Turn the lines of the material from the one containing "target: man with backpack" down through the one containing "Return the outline of every instance of the man with", both included, into a numbered list with blank lines omitted.

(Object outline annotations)
[START]

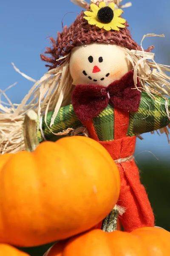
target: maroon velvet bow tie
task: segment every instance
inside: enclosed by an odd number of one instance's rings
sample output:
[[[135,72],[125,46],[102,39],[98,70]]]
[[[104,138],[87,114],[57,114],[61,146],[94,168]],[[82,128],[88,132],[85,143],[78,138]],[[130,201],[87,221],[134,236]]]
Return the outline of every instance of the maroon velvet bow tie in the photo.
[[[80,121],[85,123],[96,116],[108,105],[126,111],[137,111],[141,93],[135,88],[133,72],[130,70],[108,87],[98,84],[79,84],[73,93],[72,104]],[[137,86],[140,83],[138,79]]]

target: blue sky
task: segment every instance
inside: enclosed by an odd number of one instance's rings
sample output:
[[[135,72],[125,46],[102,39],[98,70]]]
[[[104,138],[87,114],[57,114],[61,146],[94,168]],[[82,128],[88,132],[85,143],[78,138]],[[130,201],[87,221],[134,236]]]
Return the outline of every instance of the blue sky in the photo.
[[[88,1],[88,0],[87,0]],[[90,1],[90,0],[88,0]],[[124,3],[128,1],[124,0]],[[147,48],[153,44],[157,62],[170,65],[170,1],[132,0],[131,7],[125,9],[123,15],[128,22],[133,38],[140,44],[144,34],[164,33],[165,38],[146,38],[143,45]],[[46,72],[40,54],[49,46],[48,38],[56,38],[62,30],[62,20],[69,26],[81,9],[70,0],[2,0],[0,4],[0,88],[17,82],[7,94],[14,103],[20,103],[33,84],[14,70],[13,62],[20,70],[35,79]],[[70,13],[72,12],[73,13]],[[144,140],[138,140],[136,154],[140,157],[153,160],[151,151],[159,159],[170,157],[170,145],[165,134],[143,135]]]

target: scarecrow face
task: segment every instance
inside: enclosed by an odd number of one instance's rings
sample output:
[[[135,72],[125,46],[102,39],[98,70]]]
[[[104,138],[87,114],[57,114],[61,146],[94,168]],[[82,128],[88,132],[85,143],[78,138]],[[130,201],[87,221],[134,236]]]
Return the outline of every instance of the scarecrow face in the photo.
[[[74,48],[70,70],[73,84],[108,86],[132,69],[123,48],[116,45],[94,43]]]

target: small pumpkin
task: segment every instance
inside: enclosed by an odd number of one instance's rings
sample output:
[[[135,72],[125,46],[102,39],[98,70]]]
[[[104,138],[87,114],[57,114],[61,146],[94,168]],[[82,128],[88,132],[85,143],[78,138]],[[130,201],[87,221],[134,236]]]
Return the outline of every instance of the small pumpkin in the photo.
[[[29,256],[27,253],[6,244],[0,244],[0,256]]]
[[[120,183],[107,151],[83,137],[0,156],[0,241],[35,246],[88,230],[114,207]]]
[[[170,233],[143,227],[130,233],[94,230],[55,244],[44,256],[169,256]]]

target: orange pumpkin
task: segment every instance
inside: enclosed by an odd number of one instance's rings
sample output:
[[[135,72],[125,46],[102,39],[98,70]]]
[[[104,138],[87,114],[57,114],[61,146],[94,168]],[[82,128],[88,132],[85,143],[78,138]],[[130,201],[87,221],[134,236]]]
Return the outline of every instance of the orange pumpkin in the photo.
[[[5,244],[0,244],[0,256],[29,256],[27,253]]]
[[[0,156],[0,242],[40,245],[91,228],[119,198],[116,164],[83,137]]]
[[[143,227],[130,233],[94,230],[61,241],[44,256],[169,256],[170,233]]]

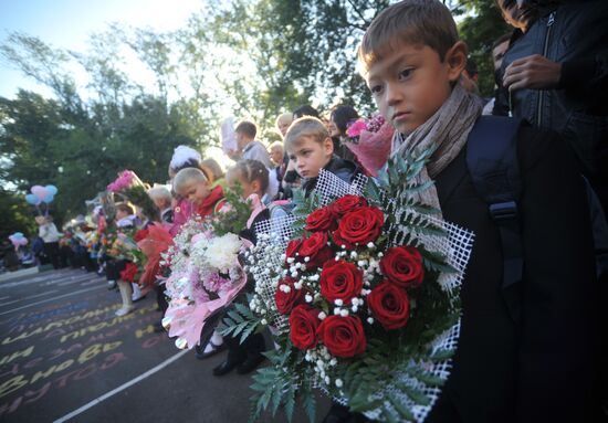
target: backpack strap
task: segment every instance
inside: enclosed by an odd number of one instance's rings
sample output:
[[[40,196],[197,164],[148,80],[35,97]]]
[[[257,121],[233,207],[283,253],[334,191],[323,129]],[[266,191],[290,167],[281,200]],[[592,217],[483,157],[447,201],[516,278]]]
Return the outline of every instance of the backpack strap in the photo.
[[[517,203],[522,192],[516,135],[521,121],[481,116],[469,134],[467,165],[473,186],[488,203],[503,253],[502,294],[513,320],[518,320],[524,252]]]

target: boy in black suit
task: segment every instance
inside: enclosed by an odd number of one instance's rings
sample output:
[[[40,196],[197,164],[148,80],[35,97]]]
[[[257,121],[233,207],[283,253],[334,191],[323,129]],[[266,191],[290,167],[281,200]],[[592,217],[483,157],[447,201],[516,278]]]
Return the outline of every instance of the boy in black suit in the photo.
[[[523,269],[510,287],[513,313],[499,225],[467,163],[469,134],[481,115],[459,82],[467,54],[439,0],[387,8],[359,49],[375,102],[400,134],[391,154],[434,146],[426,175],[436,184],[424,200],[475,234],[453,368],[427,422],[594,421],[597,284],[583,179],[562,139],[517,129]]]

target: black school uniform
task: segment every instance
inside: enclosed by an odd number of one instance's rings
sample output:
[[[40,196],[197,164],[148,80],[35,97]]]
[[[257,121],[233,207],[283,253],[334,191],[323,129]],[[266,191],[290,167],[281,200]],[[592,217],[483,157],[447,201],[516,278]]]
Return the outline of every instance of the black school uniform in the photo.
[[[505,307],[499,231],[472,184],[465,148],[436,178],[443,218],[475,239],[453,368],[428,423],[595,421],[597,284],[583,180],[556,135],[522,127],[517,154],[524,245],[518,321]]]

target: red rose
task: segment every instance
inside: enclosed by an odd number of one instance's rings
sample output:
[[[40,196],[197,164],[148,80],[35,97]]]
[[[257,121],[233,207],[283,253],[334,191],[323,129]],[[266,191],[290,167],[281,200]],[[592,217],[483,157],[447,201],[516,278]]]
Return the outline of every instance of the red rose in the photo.
[[[140,229],[139,231],[135,232],[135,235],[133,236],[133,240],[135,242],[139,242],[148,237],[149,231],[147,229]]]
[[[274,293],[274,303],[276,304],[276,309],[282,315],[289,315],[292,308],[301,303],[304,298],[304,290],[296,289],[293,284],[295,279],[291,277],[285,277],[279,281],[276,286],[276,292]],[[281,286],[287,286],[290,288],[289,293],[281,290]]]
[[[302,246],[302,240],[292,240],[287,243],[287,248],[285,250],[285,258],[296,258],[295,254],[300,251]]]
[[[120,271],[120,279],[125,282],[133,282],[138,271],[139,268],[137,267],[136,264],[128,262],[125,268]]]
[[[295,348],[306,350],[317,343],[318,310],[311,306],[296,306],[290,315],[290,339]]]
[[[323,208],[315,210],[306,218],[306,231],[333,231],[338,226],[337,216],[332,208]]]
[[[376,286],[367,296],[367,304],[374,317],[387,330],[399,329],[408,324],[408,294],[395,284],[382,282]]]
[[[334,201],[331,208],[334,210],[334,213],[336,213],[338,216],[343,216],[349,211],[354,211],[356,209],[359,209],[366,205],[367,205],[366,199],[359,195],[349,194],[349,195],[344,195],[343,198],[339,198],[336,201]]]
[[[327,234],[325,232],[315,232],[310,237],[304,239],[300,247],[300,261],[308,257],[306,267],[321,267],[325,262],[334,257],[334,252],[327,245]]]
[[[380,260],[380,269],[390,282],[402,288],[417,287],[424,278],[422,256],[413,246],[388,248]]]
[[[346,213],[334,231],[334,243],[355,250],[357,245],[374,242],[382,234],[384,213],[374,207],[363,207]]]
[[[363,289],[363,273],[353,263],[332,260],[321,272],[321,294],[329,302],[342,299],[349,303]]]
[[[317,332],[325,347],[336,357],[354,357],[364,353],[367,347],[358,316],[328,316],[321,322]]]

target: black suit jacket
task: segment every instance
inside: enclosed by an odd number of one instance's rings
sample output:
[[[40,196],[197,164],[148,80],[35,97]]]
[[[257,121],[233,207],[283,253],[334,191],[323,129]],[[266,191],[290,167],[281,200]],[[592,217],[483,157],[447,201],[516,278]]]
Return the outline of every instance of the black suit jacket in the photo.
[[[525,261],[520,322],[501,295],[500,236],[472,184],[465,149],[436,179],[443,218],[475,239],[453,369],[427,422],[591,421],[597,284],[583,180],[572,151],[553,134],[521,128],[517,152]]]

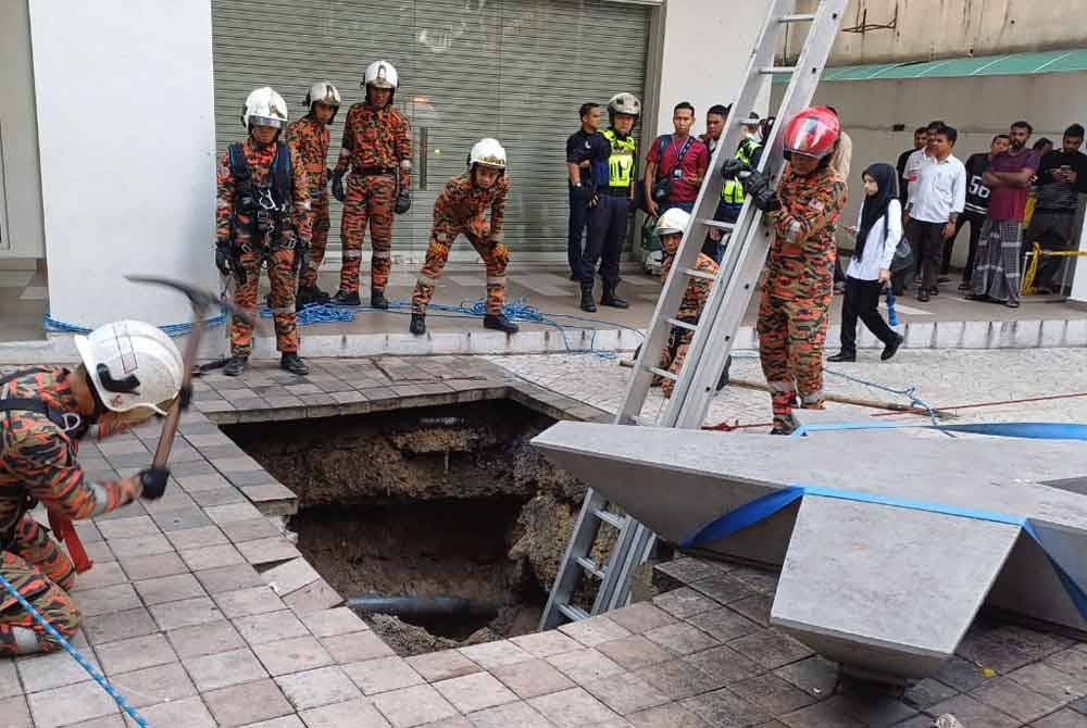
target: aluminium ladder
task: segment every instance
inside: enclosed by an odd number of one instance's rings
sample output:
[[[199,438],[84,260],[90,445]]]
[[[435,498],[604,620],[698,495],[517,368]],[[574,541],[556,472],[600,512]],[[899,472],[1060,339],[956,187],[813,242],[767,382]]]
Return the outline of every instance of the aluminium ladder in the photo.
[[[688,429],[702,426],[773,239],[773,231],[762,225],[762,212],[750,204],[749,200],[745,201],[735,223],[713,219],[723,185],[721,166],[739,143],[740,126],[754,109],[769,77],[788,74],[789,84],[776,113],[777,122],[770,138],[763,142],[765,152],[759,162],[760,171],[776,185],[784,167],[782,130],[788,120],[811,103],[841,24],[847,1],[819,0],[814,13],[800,14],[797,13],[797,0],[770,0],[766,20],[751,51],[744,84],[702,180],[691,214],[691,225],[684,233],[672,271],[657,302],[652,323],[627,386],[626,399],[615,417],[616,424]],[[788,27],[799,23],[808,23],[809,27],[797,64],[775,66],[774,55],[783,35]],[[710,227],[724,230],[732,240],[715,277],[695,268]],[[690,278],[713,280],[709,299],[695,325],[678,319],[679,304]],[[676,327],[694,331],[687,357],[678,375],[657,366],[659,352]],[[672,397],[659,421],[641,415],[654,375],[674,382]],[[573,536],[544,608],[540,629],[552,629],[567,620],[585,619],[628,602],[630,575],[649,557],[655,536],[634,518],[614,513],[610,505],[603,495],[592,489],[586,493]],[[619,531],[604,566],[590,557],[601,524]],[[572,603],[583,574],[600,580],[591,613]]]

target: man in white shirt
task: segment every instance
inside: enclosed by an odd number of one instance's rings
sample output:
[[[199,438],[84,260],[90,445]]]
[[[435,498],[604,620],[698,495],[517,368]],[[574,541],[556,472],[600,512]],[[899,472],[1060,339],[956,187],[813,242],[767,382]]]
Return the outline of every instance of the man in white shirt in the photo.
[[[921,259],[921,289],[917,300],[925,302],[939,293],[937,275],[944,247],[954,237],[955,221],[966,204],[966,168],[951,149],[959,133],[944,124],[929,133],[928,159],[917,173],[914,189],[905,206],[907,237]],[[907,165],[909,175],[910,167]]]

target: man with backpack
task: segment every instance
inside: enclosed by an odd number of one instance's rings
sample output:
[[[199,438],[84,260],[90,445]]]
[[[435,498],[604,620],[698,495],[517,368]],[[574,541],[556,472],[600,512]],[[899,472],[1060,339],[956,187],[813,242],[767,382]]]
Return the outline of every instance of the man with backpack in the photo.
[[[267,265],[279,367],[305,376],[310,369],[298,356],[295,323],[298,268],[310,246],[305,167],[279,141],[287,104],[274,90],[265,86],[250,93],[241,123],[249,136],[230,145],[218,164],[215,265],[224,276],[234,276],[234,303],[250,311],[257,309],[261,267]],[[223,374],[237,377],[245,372],[252,347],[253,325],[236,316],[230,324],[230,360]]]

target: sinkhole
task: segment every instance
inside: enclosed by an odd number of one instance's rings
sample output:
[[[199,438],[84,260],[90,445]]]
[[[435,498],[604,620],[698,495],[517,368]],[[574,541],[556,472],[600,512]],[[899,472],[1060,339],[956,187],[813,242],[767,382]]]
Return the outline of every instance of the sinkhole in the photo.
[[[535,631],[585,492],[512,400],[224,426],[298,495],[287,527],[400,654]]]

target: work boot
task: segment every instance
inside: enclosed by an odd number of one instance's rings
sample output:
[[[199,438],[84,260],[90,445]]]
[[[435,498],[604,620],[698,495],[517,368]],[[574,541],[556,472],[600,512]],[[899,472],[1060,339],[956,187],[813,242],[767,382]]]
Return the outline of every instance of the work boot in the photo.
[[[487,314],[483,317],[483,327],[492,328],[496,331],[516,334],[520,329],[516,324],[505,317],[504,313]]]
[[[359,300],[359,291],[348,293],[342,288],[336,291],[336,296],[329,303],[333,305],[362,305],[362,301]]]
[[[310,373],[310,367],[305,365],[305,362],[293,351],[283,352],[283,356],[279,357],[279,368],[286,369],[291,374],[297,374],[300,377],[304,377]]]
[[[223,367],[223,374],[227,377],[240,377],[241,373],[246,371],[246,364],[248,363],[248,356],[232,356],[227,361],[226,366]]]
[[[629,309],[630,304],[615,294],[616,287],[617,284],[612,284],[611,286],[604,284],[604,294],[600,297],[600,305],[611,306],[612,309]]]
[[[426,334],[426,316],[421,313],[413,313],[411,315],[411,326],[408,327],[408,330],[415,336]]]
[[[582,311],[597,312],[597,304],[592,302],[592,284],[582,284]]]

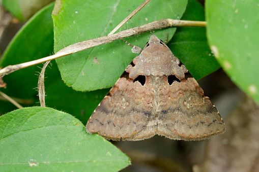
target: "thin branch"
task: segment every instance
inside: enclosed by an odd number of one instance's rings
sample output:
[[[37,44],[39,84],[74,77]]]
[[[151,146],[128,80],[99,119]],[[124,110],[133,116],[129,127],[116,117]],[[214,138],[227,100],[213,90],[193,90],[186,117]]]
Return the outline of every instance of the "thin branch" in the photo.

[END]

SOLUTION:
1. target: man with backpack
2. task: segment every instance
3. inside: enclosed by an odd number of one instance's rings
4. sample output:
5. [[[199,438],[84,260],[90,445]]]
6. [[[435,498],[604,620],[698,495],[517,368]],[[574,541],[556,472],[600,512]],[[899,472],[1060,339],[956,187],[813,242],[767,382]]]
7. Return the outline of every instance of the man with backpack in the photo.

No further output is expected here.